**Excerpt**
######

Skip to main content

3D scanners are incredibly useful when it comes to reverse engineering.  They allow engineers to easily collect, import and manipulate point cloud data from any physical object.  The 3D scanner uses lasers to accurately trace the surface of an object, converting that data into a point cloud which can then be used in your chosen CAD software, significantly simplifying the reverse engineering workflow and making it faster, simpler and easier to do than ever before.

It’s an essential process for most manufacturing businesses and particularly useful when the original CAD designs or documentation doesn’t exist, as well as enhancing, adapting, and reproducing original models.

As we look at how 3D scanners can help you with this, we’ll aim to guide you through selecting the right 3D scanner, understanding the intricacies of CAD software for scan data processing, and exploring case studies that highlight its transformative applications.

######

**Source material**
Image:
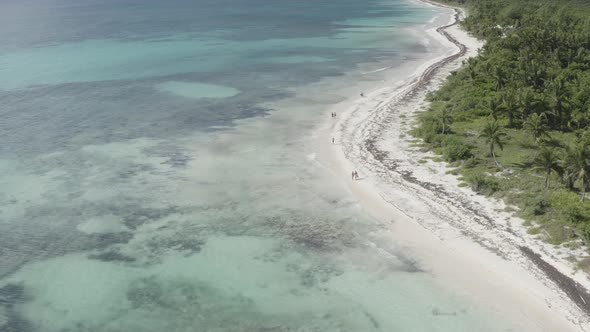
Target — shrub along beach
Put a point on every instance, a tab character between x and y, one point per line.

######

**Exercise set**
1/ In the piece on 3D scanning for reverse engineering, what do 3D scanners use to trace the surface of an object?
2/ Please continue the piece on 3D scanning for reverse engineering from where it stops.

**Answer set**
1/ Lasers.

2/
3D scanning captures the shape and sometimes the colour of real-world objects, transforming them into digital 3D models. This technology has significantly influenced product lifecycle management, making it invaluable across industries like aerospace, automotive, and manufacturing. 3D scanners work by measuring three-dimensional points on the surface of an object. These measurements, often in high density compared to traditional methods, create a point cloud or mesh that represents the object digitally.

Benefits of 3D scanning include its speed, accuracy, and the ability to capture complex geometries. However, limitations such as the need for direct line of sight, environmental conditions affecting performance, and potential data alignment errors exist. The choice of a 3D scanner depends on factors like the required precision, object size, and specific application needs, ranging from reverse engineering to quality inspection and beyond.


What is Reverse Engineering?

Reverse engineering is a process that aims to duplicate existing objects, even when the original designs are not available (see Racing Point’s F1 team for a notorious example).  As well as automative, it appeals to a wide range of industries, helping to enhance product development and innovation. Here’s an outline of its core aspects:

Definition and Purpose

At its core, reverse engineering is the process of dissecting products or equipment to understand their structure, size and functionality.

It’s instrumental for businesses in deciphering production processes, safeguarding patents, and analysing products when original designs are missing.

Applications Across Industries

This process is not limited to one field but spans a variety of sectors, including manufacturing, automotive, aerospace, and even healthcare.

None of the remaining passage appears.